• **EXTRACTED DATA**
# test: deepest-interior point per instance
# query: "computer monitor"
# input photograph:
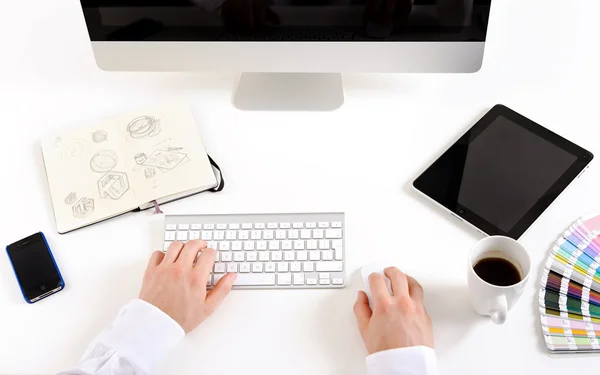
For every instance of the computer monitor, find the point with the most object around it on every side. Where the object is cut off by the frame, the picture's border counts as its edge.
(275, 43)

• **WHAT TO DO**
Please rewrite all of these lines, requests included, scaling every point coordinate in the answers by 2.3 and rounding to the nearest whole number, with halves rounded up. Omit the pictures.

• **FULL OUTPUT**
# test: deepest-interior point per instance
# query: "computer monitor"
# input photograph:
For every instance of the computer monitor, find the point with the most object around it on every side. Where the object is cut off by the frame, the picture's border counts as its edge.
(633, 99)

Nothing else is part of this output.